Le marché doit encore s’adapter à la nouvelle donne
C’est ce même appel à la cohérence que l’on retrouve chez Sylvain Journet de Versa Networks, avec un autre concept clé : le SASE, pour Secure Access Service Edge. « Gartner, qui a inventé le terme SASE, a mis en avant l’importance d’une vision unifiée du réseau et de la sécurité. C’est d’ailleurs à l’avantage des plus petites entreprises. Les grandes ont des équipes variées qui ont de nombreuses missions différentes ; la sécurité n’étant pas forcément intégrée partout. Chez les petits, c’est plus simple, leur organisation peut permettre plus naturellement cette vision unifiée. Le SASE revient à dire : mes utilisateurs travaillent de n’importe où, avec des applications qui sont aussi bien dans des clouds publics ou privés… Le périmètre est donc très diffus, et le seul point d’ancrage est que tout est relié par du réseau. C’est donc à partir de là qu’il faut orchestrer et mettre en musique les couches de sécurité ».
Prometteuses sur le papier, ces adaptations des stratégies de sécurité sont-elles cependant accessibles à toutes les entreprises ? Pour le DSI Alexandre Reon, le défi du marché est bien de rendre ces concepts disponibles au-delà des grands groupes, même si la France compte de plus en plus de champions de la cybersécurité pertinents : « Les PME ont une problématique de ressources et de compétences. S’adapter à ces nouveaux concepts est donc complexe pour elles, même si cela parait obligatoire. Je pense qu’une PME va devoir trouver des solutions intégrées, sur ces deux composantes réseaux et sécurité. De quoi leur faciliter la vie. Or, sur le marché cette intégration n’est pas encore très développée, beaucoup d’éditeurs spécialisés sont en retard : ils peuvent être forts sur une brique, mais pas sur une autre. Et à ce stade, il conviendrait plutôt d’écarter ces solutions limitées pour les PME. »

**DONNÉES RECUEILLIES:**
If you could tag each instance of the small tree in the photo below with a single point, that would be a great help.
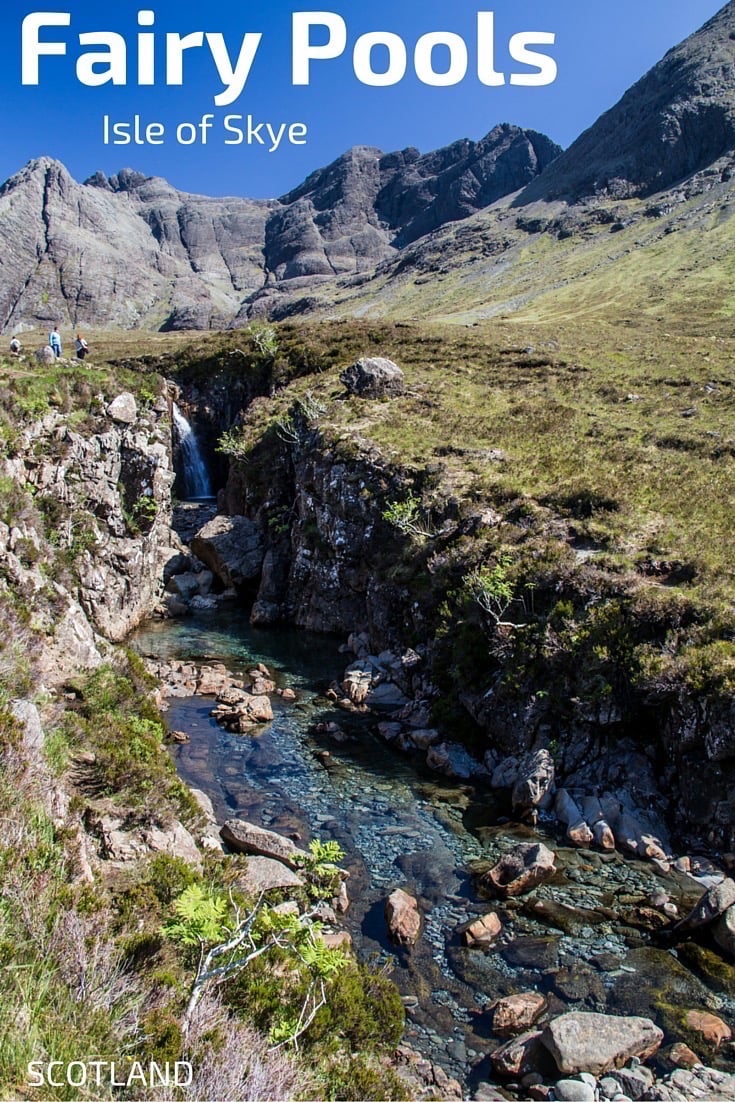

**PROBLÈME POSÉ A:** D'après le texte fourni, pourquoi faut-il orchestrer les couches de sécurité à partir du réseau ? Répondez en une à trois phrases.
**PROBLÈME POSÉ B:** Résumez le texte fourni en deux phrases.

**SOLUTION COMPLÈTE A:** Les utilisateurs travaillent de n'importe où, avec des applications situées aussi bien dans des clouds publics que privés, si bien que le périmètre est très diffus. Le seul point d'ancrage est que tout est relié par du réseau. C'est donc à partir de lui qu'il faut orchestrer les couches de sécurité.

**SOLUTION COMPLÈTE B:** Pour Sylvain Journet de Versa Networks, le SASE, terme inventé par Gartner, met en avant une vision unifiée du réseau et de la sécurité, plus naturelle dans les petites entreprises, et demande d'orchestrer la sécurité à partir du réseau puisque le périmètre est devenu très diffus. Le DSI Alexandre Reon estime que les PME, qui manquent de ressources et de compétences, devront trouver des solutions intégrées réseau et sécurité, alors que cette intégration est encore peu développée et que beaucoup d'éditeurs spécialisés sont en retard.